┌──

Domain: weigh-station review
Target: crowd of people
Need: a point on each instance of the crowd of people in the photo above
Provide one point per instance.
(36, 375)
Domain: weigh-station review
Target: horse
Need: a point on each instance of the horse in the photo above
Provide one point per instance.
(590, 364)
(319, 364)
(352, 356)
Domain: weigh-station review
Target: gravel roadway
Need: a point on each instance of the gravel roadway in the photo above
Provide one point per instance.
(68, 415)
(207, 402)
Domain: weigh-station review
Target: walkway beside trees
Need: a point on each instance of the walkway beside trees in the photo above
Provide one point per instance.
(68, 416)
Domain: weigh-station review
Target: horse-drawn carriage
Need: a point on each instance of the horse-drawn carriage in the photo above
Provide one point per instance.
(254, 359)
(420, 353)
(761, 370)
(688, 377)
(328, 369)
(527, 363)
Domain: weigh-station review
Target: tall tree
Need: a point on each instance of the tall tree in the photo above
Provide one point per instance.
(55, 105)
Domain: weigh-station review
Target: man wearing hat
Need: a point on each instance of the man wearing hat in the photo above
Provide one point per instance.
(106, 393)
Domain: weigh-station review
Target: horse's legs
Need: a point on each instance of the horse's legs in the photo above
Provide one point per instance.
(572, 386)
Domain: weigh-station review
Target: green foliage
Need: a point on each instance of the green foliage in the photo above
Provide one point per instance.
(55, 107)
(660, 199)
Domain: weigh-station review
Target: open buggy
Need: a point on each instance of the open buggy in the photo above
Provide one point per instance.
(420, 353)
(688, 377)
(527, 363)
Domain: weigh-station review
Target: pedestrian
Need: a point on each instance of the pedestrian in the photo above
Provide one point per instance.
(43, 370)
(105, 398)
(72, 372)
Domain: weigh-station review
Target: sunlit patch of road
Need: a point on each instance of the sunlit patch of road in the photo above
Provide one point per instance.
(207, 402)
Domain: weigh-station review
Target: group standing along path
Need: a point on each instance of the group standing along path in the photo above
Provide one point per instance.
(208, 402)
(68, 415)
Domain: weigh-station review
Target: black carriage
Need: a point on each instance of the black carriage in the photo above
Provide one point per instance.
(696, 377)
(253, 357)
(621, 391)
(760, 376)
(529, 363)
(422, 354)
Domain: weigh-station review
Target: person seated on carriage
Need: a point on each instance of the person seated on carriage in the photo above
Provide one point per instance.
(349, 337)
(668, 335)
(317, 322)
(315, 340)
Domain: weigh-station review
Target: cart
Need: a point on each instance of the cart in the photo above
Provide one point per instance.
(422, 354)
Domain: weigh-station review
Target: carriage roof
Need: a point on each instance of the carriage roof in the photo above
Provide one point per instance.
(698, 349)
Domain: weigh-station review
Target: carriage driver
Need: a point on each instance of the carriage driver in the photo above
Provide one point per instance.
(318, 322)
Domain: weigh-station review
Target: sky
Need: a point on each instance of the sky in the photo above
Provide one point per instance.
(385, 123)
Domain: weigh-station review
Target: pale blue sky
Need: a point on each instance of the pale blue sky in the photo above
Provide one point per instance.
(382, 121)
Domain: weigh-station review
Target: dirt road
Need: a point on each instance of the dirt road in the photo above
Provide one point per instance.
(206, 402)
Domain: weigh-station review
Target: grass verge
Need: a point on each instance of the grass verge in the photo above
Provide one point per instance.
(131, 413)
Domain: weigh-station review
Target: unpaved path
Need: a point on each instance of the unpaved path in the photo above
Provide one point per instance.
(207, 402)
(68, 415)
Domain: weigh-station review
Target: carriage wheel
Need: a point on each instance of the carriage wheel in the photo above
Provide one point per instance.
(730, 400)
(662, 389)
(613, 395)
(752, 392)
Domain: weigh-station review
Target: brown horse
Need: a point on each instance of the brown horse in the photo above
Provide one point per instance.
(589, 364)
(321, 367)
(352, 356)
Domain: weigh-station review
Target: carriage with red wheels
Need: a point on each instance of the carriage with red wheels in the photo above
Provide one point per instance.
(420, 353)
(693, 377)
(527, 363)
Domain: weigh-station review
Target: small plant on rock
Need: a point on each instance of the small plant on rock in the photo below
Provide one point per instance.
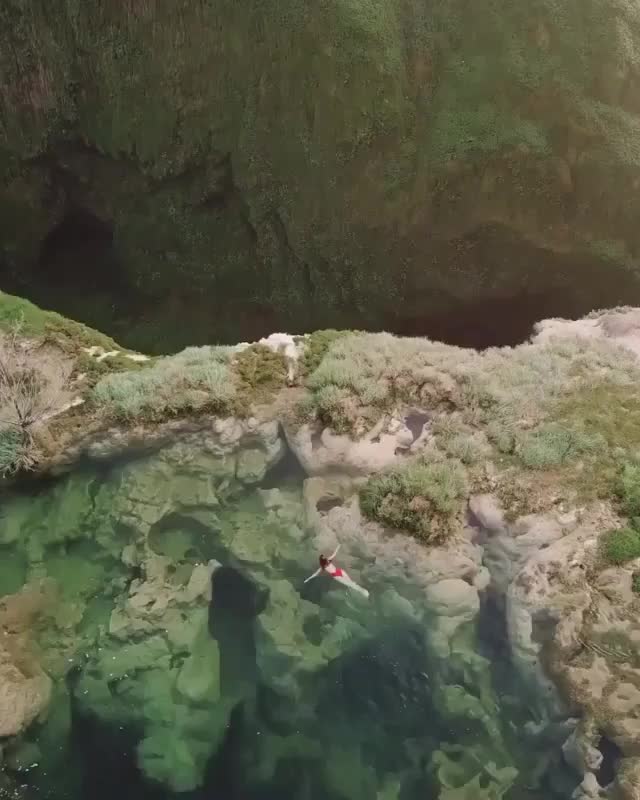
(552, 446)
(32, 386)
(628, 489)
(621, 545)
(423, 497)
(261, 372)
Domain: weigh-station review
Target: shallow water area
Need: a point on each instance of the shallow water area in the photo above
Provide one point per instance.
(165, 598)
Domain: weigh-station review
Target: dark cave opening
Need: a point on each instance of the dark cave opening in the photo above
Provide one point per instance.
(80, 274)
(79, 253)
(492, 321)
(611, 754)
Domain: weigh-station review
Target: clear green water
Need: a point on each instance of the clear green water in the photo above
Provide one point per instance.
(270, 690)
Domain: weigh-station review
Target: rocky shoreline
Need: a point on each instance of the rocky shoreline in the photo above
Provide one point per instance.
(570, 620)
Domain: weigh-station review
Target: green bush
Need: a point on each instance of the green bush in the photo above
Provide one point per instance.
(554, 445)
(195, 379)
(621, 545)
(459, 440)
(372, 372)
(10, 445)
(260, 371)
(420, 496)
(316, 346)
(628, 489)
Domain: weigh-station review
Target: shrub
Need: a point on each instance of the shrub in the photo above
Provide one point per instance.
(33, 386)
(458, 440)
(421, 497)
(260, 371)
(32, 383)
(553, 445)
(196, 378)
(628, 489)
(375, 371)
(621, 545)
(316, 346)
(16, 451)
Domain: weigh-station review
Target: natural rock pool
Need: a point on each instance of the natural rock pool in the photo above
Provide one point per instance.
(163, 594)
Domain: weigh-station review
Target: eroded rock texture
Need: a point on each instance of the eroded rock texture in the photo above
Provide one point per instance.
(337, 163)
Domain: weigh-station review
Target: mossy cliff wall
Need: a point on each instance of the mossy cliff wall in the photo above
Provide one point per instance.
(338, 155)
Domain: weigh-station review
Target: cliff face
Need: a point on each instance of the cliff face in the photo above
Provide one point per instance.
(352, 156)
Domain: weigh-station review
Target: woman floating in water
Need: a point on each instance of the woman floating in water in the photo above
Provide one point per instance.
(327, 565)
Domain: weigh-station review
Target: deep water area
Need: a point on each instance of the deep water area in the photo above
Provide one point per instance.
(164, 594)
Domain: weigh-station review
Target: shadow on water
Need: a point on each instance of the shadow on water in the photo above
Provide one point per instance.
(236, 601)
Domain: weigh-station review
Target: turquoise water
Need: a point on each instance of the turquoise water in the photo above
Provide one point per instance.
(189, 660)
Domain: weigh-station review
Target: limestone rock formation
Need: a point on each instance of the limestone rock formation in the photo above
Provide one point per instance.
(406, 167)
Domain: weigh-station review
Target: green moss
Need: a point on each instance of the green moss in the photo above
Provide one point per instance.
(628, 489)
(423, 497)
(621, 545)
(316, 346)
(260, 372)
(50, 326)
(11, 445)
(553, 445)
(197, 379)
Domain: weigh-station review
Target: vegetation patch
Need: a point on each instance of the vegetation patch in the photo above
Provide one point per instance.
(197, 379)
(620, 545)
(363, 376)
(628, 489)
(553, 445)
(14, 451)
(316, 346)
(48, 326)
(425, 497)
(260, 373)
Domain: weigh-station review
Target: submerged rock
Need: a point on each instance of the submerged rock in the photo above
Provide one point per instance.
(25, 690)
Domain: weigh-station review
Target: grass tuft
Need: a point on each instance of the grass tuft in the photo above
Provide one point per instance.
(620, 545)
(423, 497)
(197, 379)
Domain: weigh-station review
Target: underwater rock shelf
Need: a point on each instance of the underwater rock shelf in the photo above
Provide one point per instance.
(153, 604)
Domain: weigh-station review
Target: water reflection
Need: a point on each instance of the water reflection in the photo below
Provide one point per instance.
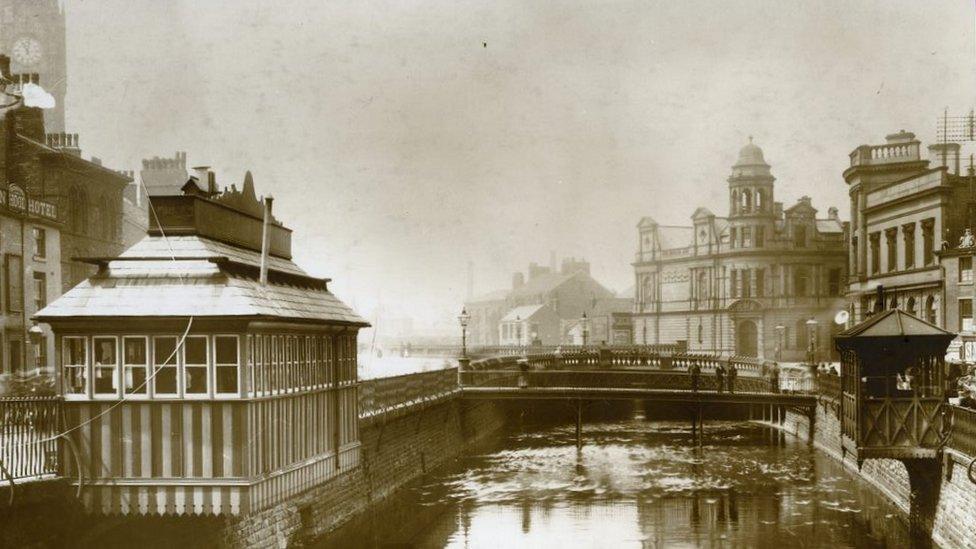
(641, 484)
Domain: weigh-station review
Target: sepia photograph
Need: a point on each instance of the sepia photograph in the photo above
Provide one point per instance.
(397, 274)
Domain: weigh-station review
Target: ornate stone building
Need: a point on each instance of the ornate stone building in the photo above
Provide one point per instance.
(32, 33)
(747, 284)
(904, 209)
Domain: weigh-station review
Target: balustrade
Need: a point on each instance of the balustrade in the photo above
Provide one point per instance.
(963, 437)
(28, 430)
(380, 395)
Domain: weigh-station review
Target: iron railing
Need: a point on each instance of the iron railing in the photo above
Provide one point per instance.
(381, 395)
(828, 385)
(963, 434)
(28, 430)
(611, 379)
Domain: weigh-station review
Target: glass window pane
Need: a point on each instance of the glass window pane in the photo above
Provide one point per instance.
(227, 379)
(105, 365)
(226, 349)
(75, 360)
(226, 369)
(134, 354)
(195, 365)
(164, 356)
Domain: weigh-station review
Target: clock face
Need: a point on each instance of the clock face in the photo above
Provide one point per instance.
(27, 51)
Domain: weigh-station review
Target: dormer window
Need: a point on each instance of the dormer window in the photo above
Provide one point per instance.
(799, 236)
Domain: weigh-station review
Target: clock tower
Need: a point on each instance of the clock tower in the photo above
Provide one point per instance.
(32, 34)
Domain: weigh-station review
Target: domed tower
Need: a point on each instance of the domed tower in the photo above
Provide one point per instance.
(751, 211)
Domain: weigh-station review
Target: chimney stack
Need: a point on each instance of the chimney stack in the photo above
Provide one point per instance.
(518, 280)
(264, 241)
(945, 154)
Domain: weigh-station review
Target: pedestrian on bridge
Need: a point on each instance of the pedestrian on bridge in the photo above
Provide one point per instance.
(774, 378)
(695, 371)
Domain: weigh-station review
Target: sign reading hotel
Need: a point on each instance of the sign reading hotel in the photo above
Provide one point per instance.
(14, 198)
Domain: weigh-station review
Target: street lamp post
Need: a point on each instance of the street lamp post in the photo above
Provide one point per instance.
(812, 341)
(463, 321)
(780, 341)
(585, 328)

└──

Task objective: Output each line of the records above exactly, beginning at the first, and stop once the line containing "Need: a point on each instance of the gravel" has been output.

Output for this exercise:
Domain: weigh-station review
Target: crowd of people
Need: a point on each instance of the crowd of people in the photo above
Provide one point per instance.
(36, 375)
Domain: weigh-station review
Target: horse
Need: a point on each instance of the horse in the photo above
Provide one point per instance.
(590, 364)
(319, 364)
(352, 356)
Domain: weigh-station review
Target: gravel roadway
Need: a point on each instance of the gravel roadway in the photo above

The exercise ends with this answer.